[WHAT TO WORK ON] Give the lines of the records as a numbered list, starting with the line that contains "A note to the class: find the barn" and going on through the end of the records, and skip any blank lines. Leave the pictures out of the answer.

Some records
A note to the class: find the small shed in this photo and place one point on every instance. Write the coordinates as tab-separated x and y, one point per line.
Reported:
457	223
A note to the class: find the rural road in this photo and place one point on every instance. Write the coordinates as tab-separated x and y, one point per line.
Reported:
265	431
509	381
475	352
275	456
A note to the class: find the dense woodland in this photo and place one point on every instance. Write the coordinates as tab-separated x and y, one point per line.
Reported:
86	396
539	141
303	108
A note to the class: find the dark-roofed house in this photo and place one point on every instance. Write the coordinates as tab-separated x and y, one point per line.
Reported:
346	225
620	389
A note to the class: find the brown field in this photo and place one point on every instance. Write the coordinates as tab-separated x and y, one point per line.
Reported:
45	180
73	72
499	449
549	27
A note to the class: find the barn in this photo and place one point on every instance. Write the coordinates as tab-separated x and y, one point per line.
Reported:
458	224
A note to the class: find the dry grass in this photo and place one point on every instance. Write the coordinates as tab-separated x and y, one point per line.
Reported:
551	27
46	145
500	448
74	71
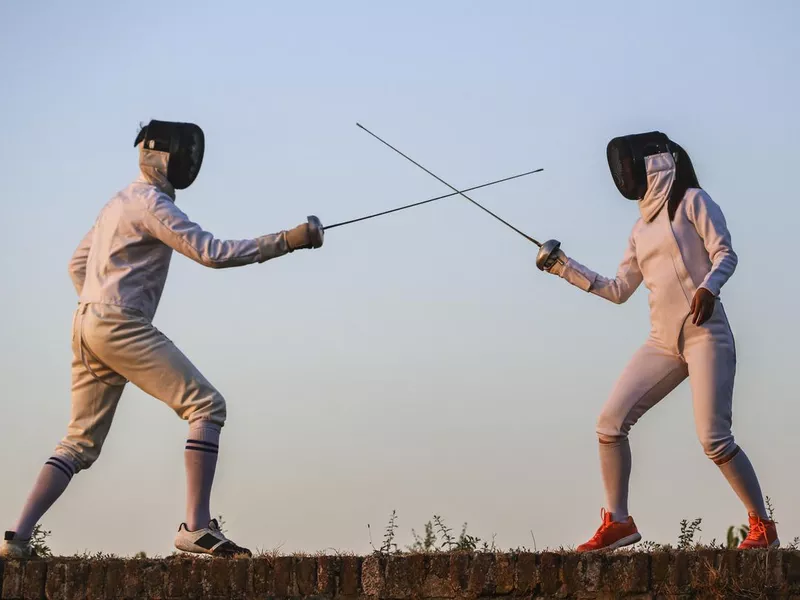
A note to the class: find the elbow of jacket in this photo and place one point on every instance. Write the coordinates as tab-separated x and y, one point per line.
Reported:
621	298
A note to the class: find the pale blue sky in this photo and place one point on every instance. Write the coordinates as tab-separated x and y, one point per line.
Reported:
417	362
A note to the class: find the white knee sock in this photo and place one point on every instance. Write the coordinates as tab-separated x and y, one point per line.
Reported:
53	479
200	458
742	477
615	464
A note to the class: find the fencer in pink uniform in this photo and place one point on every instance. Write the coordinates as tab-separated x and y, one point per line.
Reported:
680	248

[SOLUTION TO THE PROBLEM]
1. A note to the class: find the barn in this photo and place one point on every instance. Write the coordinates as tab-separated x and y, one point per line.
2. Reported:
3. 458	224
4. A note to the class: find the dry grass in this photo and place one point on every instance. Write the coordinates as tab-separated x and y, one point per line.
5. Reported:
6. 551	27
7. 46	145
8. 500	448
9. 74	71
10. A note to the class: find the elbow of jacket in this photo and place one point on every instance. Write the coordinates as tab-separated x and y, one point per line.
11. Reported:
12. 621	298
13. A note to the class: find the pale blue sky in this photo and place one point on every instance. Write the coordinates as tab-separated x and y, one point per line.
14. Reported:
15. 417	362
16. A note to the class: find the white knee sock in this photo and place one point on every instance. Write the coordinates as tab-separated x and y, one point per line.
17. Reported:
18. 53	479
19. 200	458
20. 742	477
21. 615	464
22. A note to the class: find the fencer in pink uniform in this photo and place one point on every instance. Write the coordinates as tab-separated x and y, one point per line.
23. Reported:
24. 680	248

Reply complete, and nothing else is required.